#### RAW DATA
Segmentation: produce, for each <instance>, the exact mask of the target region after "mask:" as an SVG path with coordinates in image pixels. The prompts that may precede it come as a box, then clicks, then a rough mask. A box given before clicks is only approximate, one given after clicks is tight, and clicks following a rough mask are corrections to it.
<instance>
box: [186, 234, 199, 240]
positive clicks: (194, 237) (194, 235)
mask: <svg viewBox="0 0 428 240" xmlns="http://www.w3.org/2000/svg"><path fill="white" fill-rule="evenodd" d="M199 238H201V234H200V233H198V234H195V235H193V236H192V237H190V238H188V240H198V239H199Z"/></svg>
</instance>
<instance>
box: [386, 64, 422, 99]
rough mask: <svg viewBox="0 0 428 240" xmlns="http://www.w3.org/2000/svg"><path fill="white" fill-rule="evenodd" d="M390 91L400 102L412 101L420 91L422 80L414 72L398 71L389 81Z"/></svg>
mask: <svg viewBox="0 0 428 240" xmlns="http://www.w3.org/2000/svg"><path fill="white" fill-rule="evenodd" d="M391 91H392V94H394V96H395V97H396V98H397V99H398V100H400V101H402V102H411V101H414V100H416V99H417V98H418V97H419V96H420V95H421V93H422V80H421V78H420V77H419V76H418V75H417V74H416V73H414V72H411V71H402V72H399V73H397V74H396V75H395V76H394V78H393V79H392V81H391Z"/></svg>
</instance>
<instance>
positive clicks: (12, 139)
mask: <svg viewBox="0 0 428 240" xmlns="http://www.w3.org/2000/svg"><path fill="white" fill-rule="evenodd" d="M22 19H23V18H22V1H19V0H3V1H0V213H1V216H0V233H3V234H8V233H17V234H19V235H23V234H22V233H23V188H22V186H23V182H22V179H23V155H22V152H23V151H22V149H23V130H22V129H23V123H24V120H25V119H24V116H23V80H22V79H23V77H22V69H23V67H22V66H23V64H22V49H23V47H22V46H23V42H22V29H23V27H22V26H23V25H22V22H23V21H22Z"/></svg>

#### PROBLEM STATEMENT
Each record above should be restated word for word.

#### EXERCISE OUTPUT
Segmentation: produce, for each <instance>, the exact mask of the target region after "mask:" as an SVG path with coordinates in image pixels. The prompts that may precede it come as a box, then clicks, then a rough mask. A box given before clicks is only approximate, one given after clicks is tight, and clicks following a rough mask are corrections to it.
<instance>
box: [186, 234, 199, 240]
positive clicks: (194, 237) (194, 235)
mask: <svg viewBox="0 0 428 240" xmlns="http://www.w3.org/2000/svg"><path fill="white" fill-rule="evenodd" d="M199 238H201V234H200V233H198V234H195V235H193V236H192V237H190V238H188V240H198V239H199Z"/></svg>
</instance>
<instance>
box: [386, 64, 422, 99]
rough mask: <svg viewBox="0 0 428 240" xmlns="http://www.w3.org/2000/svg"><path fill="white" fill-rule="evenodd" d="M390 91L400 102L412 101L420 91L422 80L414 72L398 71L389 81Z"/></svg>
mask: <svg viewBox="0 0 428 240" xmlns="http://www.w3.org/2000/svg"><path fill="white" fill-rule="evenodd" d="M391 91H392V94H394V96H395V97H396V98H397V99H398V100H400V101H402V102H411V101H414V100H416V99H417V98H418V97H419V96H420V95H421V93H422V80H421V78H420V77H419V76H418V75H417V74H416V73H414V72H411V71H402V72H399V73H397V74H396V75H395V76H394V78H393V79H392V81H391Z"/></svg>
</instance>
<instance>
positive clicks: (12, 139)
mask: <svg viewBox="0 0 428 240" xmlns="http://www.w3.org/2000/svg"><path fill="white" fill-rule="evenodd" d="M22 19H23V18H22V1H19V0H3V1H0V213H1V216H0V233H3V234H8V233H17V234H19V235H23V234H22V233H23V188H22V186H23V182H22V179H23V155H22V152H23V151H22V149H23V130H22V129H23V123H24V120H25V119H24V116H23V80H22V79H23V77H22V69H23V67H22V66H23V64H22V49H23V47H22V46H23V42H22V29H23V27H22V26H23V25H22V22H23V21H22Z"/></svg>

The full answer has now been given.